What you will do: Pull out of the data below the stretch of lines bounded by the one containing "(1171, 927)" and the one containing "the blue denim", both bounds included, unchanged.

Information given:
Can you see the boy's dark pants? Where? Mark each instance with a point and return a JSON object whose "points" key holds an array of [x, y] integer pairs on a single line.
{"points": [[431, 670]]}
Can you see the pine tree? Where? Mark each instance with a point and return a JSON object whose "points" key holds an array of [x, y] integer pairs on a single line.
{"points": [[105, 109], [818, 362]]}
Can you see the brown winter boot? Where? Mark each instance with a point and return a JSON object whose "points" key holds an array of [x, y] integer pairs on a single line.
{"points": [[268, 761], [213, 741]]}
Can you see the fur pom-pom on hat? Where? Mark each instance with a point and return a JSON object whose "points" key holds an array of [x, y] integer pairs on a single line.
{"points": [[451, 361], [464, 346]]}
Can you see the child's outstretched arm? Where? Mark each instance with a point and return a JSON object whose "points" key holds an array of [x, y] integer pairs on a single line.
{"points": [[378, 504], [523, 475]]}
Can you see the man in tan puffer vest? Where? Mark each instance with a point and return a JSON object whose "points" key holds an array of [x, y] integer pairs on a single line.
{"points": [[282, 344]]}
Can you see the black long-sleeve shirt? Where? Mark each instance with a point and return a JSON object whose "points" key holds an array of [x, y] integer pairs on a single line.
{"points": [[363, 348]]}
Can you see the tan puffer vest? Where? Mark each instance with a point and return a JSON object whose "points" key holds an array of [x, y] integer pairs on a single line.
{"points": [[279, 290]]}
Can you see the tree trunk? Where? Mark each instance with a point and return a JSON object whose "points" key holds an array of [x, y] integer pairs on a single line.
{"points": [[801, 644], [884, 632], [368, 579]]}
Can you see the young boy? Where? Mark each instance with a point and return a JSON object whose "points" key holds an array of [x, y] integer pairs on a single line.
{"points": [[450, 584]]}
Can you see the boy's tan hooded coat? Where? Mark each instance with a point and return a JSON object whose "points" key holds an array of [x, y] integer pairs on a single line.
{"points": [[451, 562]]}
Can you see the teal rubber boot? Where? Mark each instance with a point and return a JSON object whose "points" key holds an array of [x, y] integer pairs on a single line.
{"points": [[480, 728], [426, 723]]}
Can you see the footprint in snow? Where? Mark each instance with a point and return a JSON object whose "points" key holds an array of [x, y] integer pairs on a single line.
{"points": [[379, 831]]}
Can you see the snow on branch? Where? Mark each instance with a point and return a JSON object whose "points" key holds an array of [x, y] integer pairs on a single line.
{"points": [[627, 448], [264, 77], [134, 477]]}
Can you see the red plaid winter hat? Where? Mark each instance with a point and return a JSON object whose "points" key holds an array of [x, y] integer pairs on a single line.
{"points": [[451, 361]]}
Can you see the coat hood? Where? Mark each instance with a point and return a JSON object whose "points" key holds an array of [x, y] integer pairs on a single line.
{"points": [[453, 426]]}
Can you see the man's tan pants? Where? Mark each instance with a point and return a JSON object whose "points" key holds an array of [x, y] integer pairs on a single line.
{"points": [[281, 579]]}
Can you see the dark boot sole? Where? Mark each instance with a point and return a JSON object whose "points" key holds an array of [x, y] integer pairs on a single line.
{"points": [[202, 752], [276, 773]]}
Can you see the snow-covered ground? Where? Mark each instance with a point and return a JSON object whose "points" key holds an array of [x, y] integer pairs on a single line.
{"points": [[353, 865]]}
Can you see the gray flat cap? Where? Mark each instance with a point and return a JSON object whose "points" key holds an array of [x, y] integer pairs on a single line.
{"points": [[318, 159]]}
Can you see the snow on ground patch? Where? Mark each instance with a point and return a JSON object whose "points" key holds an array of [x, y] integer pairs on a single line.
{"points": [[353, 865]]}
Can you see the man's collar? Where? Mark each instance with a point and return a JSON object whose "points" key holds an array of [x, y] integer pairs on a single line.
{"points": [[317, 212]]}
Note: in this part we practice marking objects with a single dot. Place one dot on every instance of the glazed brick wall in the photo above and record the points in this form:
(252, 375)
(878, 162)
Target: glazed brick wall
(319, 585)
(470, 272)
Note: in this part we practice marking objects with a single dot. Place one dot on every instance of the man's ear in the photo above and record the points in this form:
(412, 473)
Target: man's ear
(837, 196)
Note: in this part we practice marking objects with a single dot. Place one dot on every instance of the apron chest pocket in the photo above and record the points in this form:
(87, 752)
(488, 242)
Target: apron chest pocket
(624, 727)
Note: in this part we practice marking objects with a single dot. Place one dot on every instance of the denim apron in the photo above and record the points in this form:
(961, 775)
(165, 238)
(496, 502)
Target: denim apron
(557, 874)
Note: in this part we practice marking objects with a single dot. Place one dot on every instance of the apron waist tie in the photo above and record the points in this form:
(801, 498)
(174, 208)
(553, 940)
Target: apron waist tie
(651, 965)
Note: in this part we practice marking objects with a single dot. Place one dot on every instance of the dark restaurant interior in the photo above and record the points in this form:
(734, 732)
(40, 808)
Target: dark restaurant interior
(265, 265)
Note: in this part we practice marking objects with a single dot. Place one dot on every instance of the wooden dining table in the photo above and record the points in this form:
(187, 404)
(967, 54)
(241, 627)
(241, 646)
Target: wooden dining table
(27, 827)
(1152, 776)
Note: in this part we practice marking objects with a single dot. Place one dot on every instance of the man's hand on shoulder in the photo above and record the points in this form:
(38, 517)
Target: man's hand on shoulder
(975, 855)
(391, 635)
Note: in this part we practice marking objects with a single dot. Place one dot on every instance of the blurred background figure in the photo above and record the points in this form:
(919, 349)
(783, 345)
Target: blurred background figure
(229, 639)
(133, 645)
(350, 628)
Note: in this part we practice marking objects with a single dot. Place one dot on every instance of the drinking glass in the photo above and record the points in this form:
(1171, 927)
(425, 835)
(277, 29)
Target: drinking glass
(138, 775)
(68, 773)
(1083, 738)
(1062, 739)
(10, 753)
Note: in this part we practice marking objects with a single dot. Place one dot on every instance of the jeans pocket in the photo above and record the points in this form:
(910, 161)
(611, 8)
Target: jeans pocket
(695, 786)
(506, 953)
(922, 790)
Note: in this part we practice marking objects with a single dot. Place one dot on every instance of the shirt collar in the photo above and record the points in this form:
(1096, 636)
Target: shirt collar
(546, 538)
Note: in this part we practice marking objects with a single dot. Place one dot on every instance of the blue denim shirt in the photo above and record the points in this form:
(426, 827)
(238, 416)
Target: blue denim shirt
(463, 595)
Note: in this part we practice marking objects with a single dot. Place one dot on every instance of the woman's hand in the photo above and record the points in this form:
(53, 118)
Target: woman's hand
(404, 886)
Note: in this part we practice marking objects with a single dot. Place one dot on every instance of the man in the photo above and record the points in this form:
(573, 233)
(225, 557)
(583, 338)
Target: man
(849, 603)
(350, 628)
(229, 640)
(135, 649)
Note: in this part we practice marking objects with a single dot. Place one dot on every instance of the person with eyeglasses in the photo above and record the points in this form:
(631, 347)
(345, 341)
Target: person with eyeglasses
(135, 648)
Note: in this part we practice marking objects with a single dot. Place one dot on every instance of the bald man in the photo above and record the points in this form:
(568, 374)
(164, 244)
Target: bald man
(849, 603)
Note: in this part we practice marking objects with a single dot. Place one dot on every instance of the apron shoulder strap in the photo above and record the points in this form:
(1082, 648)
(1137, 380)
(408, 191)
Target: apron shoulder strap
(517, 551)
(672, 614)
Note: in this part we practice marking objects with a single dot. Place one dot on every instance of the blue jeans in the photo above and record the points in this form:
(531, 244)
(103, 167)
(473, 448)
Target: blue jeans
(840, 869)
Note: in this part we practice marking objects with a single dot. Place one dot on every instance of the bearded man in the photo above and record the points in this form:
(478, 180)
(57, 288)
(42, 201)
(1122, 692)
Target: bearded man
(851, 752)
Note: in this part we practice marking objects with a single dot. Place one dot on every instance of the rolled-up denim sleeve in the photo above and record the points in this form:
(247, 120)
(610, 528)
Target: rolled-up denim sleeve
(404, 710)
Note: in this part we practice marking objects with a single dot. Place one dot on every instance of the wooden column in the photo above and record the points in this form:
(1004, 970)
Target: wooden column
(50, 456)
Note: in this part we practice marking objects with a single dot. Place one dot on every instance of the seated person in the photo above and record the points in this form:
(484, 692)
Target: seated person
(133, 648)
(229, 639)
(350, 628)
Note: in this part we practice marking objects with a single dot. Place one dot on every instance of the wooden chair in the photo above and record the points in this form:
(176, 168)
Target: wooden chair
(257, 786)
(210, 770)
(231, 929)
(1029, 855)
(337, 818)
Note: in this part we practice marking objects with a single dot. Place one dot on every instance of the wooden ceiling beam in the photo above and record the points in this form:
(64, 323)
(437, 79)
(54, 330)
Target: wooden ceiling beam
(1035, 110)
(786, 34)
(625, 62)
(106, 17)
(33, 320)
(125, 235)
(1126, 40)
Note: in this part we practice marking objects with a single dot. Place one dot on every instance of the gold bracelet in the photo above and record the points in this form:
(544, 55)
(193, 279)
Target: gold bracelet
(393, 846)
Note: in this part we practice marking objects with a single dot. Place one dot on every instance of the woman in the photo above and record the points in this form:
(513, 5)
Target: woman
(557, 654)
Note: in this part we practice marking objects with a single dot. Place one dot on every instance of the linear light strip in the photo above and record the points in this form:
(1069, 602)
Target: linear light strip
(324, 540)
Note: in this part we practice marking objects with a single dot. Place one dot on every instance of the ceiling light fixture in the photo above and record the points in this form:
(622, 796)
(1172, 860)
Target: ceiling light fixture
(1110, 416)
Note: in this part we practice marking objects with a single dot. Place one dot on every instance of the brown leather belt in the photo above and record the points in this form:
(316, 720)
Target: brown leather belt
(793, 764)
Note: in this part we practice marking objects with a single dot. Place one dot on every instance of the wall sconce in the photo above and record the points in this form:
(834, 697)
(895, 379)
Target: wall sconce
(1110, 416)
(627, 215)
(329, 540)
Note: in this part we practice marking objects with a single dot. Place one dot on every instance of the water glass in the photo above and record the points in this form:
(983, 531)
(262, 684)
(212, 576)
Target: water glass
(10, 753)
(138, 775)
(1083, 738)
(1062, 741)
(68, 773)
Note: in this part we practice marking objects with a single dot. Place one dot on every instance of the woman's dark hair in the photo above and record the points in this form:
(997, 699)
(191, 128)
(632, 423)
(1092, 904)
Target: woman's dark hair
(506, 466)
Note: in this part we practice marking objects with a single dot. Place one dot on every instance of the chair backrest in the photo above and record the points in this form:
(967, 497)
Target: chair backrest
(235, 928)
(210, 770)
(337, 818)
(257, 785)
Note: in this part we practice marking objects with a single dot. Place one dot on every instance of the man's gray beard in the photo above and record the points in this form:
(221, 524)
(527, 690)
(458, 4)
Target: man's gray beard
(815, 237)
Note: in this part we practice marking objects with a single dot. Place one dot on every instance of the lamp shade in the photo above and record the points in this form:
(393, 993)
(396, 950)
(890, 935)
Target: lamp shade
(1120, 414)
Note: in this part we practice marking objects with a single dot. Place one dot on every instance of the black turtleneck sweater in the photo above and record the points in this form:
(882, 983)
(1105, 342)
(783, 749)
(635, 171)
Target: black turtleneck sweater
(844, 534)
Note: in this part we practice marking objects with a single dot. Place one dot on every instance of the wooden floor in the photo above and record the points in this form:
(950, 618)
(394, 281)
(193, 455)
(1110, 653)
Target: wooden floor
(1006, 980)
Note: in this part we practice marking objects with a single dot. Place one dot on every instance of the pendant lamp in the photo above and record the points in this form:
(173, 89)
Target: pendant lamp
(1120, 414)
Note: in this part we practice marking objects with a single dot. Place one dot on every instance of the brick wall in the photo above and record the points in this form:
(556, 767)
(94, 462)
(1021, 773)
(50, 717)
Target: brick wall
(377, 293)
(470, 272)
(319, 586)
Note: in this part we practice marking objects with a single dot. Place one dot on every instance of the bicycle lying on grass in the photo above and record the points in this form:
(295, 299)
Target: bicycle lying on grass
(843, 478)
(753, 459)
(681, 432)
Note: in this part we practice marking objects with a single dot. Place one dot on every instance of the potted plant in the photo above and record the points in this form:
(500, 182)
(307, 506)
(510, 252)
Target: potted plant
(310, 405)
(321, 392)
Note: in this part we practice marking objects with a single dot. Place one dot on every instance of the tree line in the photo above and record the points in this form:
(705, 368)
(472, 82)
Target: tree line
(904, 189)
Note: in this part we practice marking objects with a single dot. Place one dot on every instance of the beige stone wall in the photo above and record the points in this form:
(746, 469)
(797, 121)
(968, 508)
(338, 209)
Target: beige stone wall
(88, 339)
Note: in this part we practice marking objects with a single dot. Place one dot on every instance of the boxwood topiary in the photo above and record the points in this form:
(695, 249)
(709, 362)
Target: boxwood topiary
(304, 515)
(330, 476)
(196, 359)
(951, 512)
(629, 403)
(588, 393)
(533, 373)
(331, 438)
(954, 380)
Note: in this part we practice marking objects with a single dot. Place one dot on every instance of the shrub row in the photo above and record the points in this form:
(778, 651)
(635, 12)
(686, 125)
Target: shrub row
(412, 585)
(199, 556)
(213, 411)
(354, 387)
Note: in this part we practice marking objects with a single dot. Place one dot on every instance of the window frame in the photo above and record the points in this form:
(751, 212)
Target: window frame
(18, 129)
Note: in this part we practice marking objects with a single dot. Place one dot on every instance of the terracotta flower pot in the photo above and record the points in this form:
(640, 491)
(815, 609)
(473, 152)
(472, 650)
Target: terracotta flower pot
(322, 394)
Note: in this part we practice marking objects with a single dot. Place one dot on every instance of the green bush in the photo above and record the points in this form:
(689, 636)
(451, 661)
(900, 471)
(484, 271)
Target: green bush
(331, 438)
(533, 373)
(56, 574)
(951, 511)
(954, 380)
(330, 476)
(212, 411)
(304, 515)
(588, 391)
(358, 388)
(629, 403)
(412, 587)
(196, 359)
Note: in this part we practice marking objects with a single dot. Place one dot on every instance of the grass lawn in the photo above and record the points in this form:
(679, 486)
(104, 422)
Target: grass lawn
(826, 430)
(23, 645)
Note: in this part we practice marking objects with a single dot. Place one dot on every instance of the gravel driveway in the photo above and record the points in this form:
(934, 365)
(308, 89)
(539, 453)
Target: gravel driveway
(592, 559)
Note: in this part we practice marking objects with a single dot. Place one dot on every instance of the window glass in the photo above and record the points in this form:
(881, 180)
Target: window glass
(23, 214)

Exercise solution:
(1171, 927)
(425, 835)
(277, 29)
Target: drinking glass
(138, 775)
(68, 773)
(1083, 738)
(1062, 739)
(10, 753)
Note: in this part we practice marking objects with a single dot. Place one dot on every instance of the jeans pocket in the photo above and record the points in this form:
(910, 161)
(611, 8)
Target: jeans pocket
(695, 786)
(506, 953)
(922, 790)
Note: in this part we practice marking objects with a single dot. Place one dot on every instance of the shirt collar in the photo above and record the points in this form:
(1096, 636)
Target: shirt collar
(546, 538)
Note: in this part we practice marking objects with a single dot. Place one dot on every instance of the blue denim shirt in the photo above and record the points in this form:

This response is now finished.